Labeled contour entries
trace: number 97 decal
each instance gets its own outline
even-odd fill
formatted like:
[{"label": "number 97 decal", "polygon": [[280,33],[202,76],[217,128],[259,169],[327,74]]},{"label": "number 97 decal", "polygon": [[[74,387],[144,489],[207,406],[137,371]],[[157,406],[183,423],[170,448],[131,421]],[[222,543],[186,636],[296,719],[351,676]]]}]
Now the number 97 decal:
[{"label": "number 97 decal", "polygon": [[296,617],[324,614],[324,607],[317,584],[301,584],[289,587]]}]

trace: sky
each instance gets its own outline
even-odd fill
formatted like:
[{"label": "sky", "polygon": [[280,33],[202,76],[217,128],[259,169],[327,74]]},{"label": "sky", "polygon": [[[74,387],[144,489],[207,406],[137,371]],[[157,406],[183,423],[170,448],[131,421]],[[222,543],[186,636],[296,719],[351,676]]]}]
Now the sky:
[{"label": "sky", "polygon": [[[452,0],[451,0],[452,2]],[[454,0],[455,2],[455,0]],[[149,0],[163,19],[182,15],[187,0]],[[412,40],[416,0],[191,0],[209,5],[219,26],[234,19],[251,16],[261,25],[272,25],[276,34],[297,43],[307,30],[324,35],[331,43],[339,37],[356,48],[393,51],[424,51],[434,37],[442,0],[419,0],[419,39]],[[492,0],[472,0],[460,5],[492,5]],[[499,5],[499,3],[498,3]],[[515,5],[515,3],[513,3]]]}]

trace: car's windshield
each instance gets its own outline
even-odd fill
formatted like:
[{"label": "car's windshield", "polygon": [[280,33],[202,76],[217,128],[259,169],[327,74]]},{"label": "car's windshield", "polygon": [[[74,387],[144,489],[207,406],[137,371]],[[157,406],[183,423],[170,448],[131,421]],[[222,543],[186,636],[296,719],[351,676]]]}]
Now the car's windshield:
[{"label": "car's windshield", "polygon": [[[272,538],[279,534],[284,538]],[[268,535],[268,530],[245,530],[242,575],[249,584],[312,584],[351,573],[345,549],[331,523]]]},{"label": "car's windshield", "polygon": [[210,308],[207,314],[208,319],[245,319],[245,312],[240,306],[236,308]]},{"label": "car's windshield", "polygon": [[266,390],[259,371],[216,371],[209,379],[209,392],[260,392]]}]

• **Exercise details**: Please rewrite the part of the material that opens with the line containing "trace: car's windshield" and runs through the end of the material, requests included. Multiply every coordinate in the answers by 2.1 and round to whole numbers, with halves rounded up.

• **Answer to this task**:
trace: car's windshield
each instance gets its own outline
even-odd fill
formatted like:
[{"label": "car's windshield", "polygon": [[280,33],[202,76],[217,128],[259,169],[327,74]]},{"label": "car's windshield", "polygon": [[[74,387],[144,489],[207,406],[137,371]],[[157,406],[183,423],[170,448],[131,421]],[[222,543],[186,636],[296,719],[351,676]]]}]
Now the car's windshield:
[{"label": "car's windshield", "polygon": [[[571,1130],[586,1121],[596,1130]],[[563,1124],[563,1113],[515,1113],[508,1208],[523,1226],[655,1226],[737,1203],[725,1153],[695,1098]]]},{"label": "car's windshield", "polygon": [[441,647],[435,659],[437,670],[515,670],[515,655],[504,643],[496,647]]},{"label": "car's windshield", "polygon": [[559,819],[544,779],[454,779],[439,796],[439,823],[546,823]]}]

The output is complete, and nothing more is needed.